(Entries from a point annotation set)
_ _ _ _ _

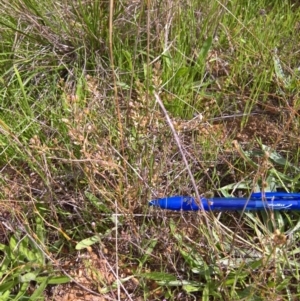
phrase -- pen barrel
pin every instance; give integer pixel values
(274, 201)
(250, 204)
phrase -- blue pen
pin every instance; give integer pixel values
(256, 201)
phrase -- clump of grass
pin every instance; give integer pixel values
(84, 146)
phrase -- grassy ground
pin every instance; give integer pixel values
(86, 142)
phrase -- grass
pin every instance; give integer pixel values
(105, 106)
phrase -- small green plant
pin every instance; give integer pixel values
(25, 269)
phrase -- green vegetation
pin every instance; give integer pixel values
(85, 144)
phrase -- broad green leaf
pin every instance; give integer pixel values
(96, 202)
(4, 296)
(192, 288)
(38, 293)
(28, 277)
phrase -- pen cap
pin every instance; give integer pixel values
(177, 202)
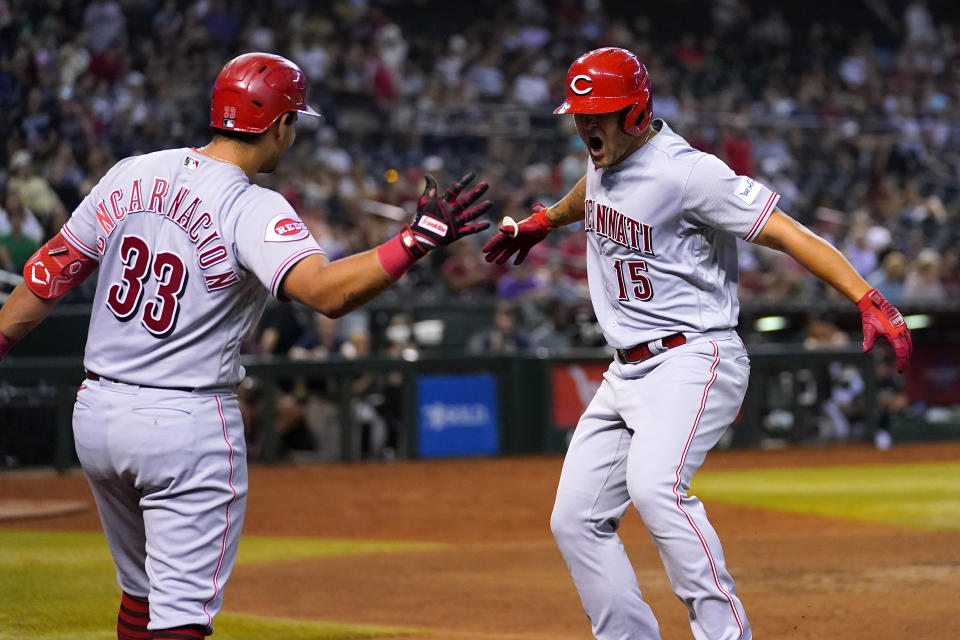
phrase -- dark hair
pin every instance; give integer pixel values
(245, 136)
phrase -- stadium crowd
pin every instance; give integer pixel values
(850, 110)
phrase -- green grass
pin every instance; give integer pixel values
(921, 496)
(61, 586)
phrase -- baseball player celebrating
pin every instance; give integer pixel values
(662, 220)
(189, 251)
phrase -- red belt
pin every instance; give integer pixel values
(643, 351)
(96, 378)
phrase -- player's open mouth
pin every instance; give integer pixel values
(595, 144)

_ _ _ _ _

> **Stated exercise**
Convert every line of the entries above into a JSON list of strings, one string per line, with blank lines omitted. Leave the picture lines out of the list.

> **Output**
[
  "phrase -- pen barrel",
  "pin every instance; give integer pixel values",
  "(274, 201)",
  "(250, 204)",
  "phrase -- blue pen",
  "pin every instance; give integer pixel values",
  "(256, 201)",
  "phrase -- clump of grass",
  "pin every instance; give integer pixel values",
  "(84, 146)",
  "phrase -- grassy ground",
  "pin every instance; give integer pixel values",
  "(86, 142)",
  "phrase -- grass",
  "pin every instance; give integer pixel values",
  "(105, 106)",
  "phrase -- small green plant",
  "pin every instance; give integer pixel values",
  "(25, 269)",
  "phrase -- green vegetation",
  "pin every instance; give integer pixel values",
  "(85, 144)",
  "phrase -- broad green leaf",
  "pin every instance; give integer pixel values",
  "(96, 202)",
  "(4, 296)",
  "(192, 288)",
  "(38, 293)",
  "(28, 277)",
  "phrase -- pen cap",
  "pin every instance; give integer pixel values",
  "(177, 202)",
  "phrase -- dark hair",
  "pin every instance; give integer pixel values",
  "(245, 136)",
  "phrase -- stadium crowd",
  "pin every instance; give integer pixel values",
  "(850, 110)",
  "phrase -- green grass",
  "pin every instance; give integer pixel values",
  "(921, 496)",
  "(61, 586)",
  "phrase -- baseball player celebrating",
  "pin every instance; give integer pixel values",
  "(662, 220)",
  "(189, 251)",
  "phrase -- red belt",
  "pin every instance; give integer pixel values",
  "(643, 351)",
  "(96, 378)",
  "phrase -- player's open mouth",
  "pin every instance; give integer pixel values",
  "(595, 144)"
]